== Data in this exercise

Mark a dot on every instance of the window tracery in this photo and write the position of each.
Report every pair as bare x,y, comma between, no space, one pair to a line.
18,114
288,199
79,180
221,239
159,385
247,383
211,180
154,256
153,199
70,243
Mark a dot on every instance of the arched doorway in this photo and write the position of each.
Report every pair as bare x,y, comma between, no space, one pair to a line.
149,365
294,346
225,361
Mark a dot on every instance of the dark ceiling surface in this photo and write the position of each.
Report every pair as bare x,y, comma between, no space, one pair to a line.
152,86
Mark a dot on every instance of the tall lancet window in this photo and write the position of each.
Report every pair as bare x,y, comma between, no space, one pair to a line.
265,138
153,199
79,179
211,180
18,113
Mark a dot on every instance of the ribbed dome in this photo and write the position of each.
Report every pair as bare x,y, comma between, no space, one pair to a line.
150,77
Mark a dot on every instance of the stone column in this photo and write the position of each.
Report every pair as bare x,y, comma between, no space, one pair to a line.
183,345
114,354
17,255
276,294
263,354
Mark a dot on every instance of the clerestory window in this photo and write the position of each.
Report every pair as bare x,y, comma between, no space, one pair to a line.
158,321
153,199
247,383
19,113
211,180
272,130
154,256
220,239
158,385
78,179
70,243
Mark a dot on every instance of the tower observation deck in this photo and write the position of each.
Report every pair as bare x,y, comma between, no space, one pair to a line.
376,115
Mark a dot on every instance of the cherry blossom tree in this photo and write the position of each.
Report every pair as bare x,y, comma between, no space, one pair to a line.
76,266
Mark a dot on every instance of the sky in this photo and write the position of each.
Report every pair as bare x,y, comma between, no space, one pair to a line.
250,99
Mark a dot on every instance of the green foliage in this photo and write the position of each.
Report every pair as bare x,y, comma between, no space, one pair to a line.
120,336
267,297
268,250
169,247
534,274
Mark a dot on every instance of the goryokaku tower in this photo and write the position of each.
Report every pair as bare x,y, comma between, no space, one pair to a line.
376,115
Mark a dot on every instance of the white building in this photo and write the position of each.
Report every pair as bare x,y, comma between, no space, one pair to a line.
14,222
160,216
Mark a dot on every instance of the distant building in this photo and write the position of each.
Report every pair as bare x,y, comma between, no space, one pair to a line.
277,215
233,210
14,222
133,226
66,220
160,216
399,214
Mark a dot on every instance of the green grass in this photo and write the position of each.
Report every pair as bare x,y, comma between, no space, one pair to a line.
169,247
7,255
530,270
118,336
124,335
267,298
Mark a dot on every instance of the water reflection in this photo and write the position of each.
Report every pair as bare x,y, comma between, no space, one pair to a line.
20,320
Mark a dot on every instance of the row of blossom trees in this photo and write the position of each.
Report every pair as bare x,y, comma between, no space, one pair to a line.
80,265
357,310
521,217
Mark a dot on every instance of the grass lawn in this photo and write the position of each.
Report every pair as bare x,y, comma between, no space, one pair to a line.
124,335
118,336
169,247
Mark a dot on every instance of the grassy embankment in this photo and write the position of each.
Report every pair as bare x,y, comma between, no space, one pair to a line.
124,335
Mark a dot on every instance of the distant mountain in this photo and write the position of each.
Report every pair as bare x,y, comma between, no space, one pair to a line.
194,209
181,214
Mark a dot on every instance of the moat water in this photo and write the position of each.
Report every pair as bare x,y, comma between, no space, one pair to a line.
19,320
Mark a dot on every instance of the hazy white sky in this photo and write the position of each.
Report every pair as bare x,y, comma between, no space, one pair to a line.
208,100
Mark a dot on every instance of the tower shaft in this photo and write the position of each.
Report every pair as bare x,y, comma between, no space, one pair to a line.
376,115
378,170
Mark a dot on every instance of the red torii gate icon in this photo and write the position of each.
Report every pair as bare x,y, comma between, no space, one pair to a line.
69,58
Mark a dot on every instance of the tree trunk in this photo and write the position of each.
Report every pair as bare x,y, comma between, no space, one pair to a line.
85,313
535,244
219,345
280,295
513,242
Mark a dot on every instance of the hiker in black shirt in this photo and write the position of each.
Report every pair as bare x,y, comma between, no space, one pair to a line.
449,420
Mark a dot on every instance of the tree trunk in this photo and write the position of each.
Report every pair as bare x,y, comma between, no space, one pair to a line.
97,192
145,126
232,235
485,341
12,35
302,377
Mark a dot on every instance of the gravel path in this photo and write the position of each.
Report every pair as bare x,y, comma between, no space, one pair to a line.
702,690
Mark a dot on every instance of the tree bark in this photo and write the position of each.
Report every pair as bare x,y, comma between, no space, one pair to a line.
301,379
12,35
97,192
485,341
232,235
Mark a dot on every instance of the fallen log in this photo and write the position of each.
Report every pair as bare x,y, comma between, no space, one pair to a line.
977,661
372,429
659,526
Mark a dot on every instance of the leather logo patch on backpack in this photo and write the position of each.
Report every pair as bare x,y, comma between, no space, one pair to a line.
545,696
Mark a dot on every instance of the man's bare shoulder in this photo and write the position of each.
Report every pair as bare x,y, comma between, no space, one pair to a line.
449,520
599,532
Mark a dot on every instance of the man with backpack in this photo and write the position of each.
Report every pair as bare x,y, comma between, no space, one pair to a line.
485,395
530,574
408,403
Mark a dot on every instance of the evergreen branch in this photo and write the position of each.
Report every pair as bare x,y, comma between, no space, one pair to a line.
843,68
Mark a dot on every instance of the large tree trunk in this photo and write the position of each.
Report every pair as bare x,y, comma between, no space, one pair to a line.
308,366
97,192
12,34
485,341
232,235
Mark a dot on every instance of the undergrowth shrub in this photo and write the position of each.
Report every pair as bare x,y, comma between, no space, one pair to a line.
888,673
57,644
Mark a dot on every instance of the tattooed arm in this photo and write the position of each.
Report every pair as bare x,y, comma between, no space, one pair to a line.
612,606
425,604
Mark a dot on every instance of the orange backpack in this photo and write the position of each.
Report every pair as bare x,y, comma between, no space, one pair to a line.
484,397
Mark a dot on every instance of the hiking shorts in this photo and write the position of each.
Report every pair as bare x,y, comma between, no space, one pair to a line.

====

Prompt:
Scale the records from the line containing "Mark a dot on every instance of the undergrowth" through the end of the records, both included, writing out every line again. Multiply each coordinate value in the answers by 2.2 and round it to a whole number, with halves rounded up.

Complete output:
Mark a dot on every instance of the undergrowth shrub in this photo and write the position of each.
Report every pair as bare x,y, comma between, no space, one pair to a line.
1954,1481
125,1417
Mark a dot on every instance of the tattooed arm in this photo and write the position of each.
Report every pair as bare x,y, comma between, no space, one pair to a line.
1346,1333
935,1329
Mark a dot on every instance of the orange backpack in this photo and write the position of each.
Report every pair as bare x,y, comma between, no space, one pair to a line.
1065,873
Mark a dot on every instance of the hiking shorts in this photo and write the position of each.
Report every pair as bare x,y, comma between, no space, one pair to a line.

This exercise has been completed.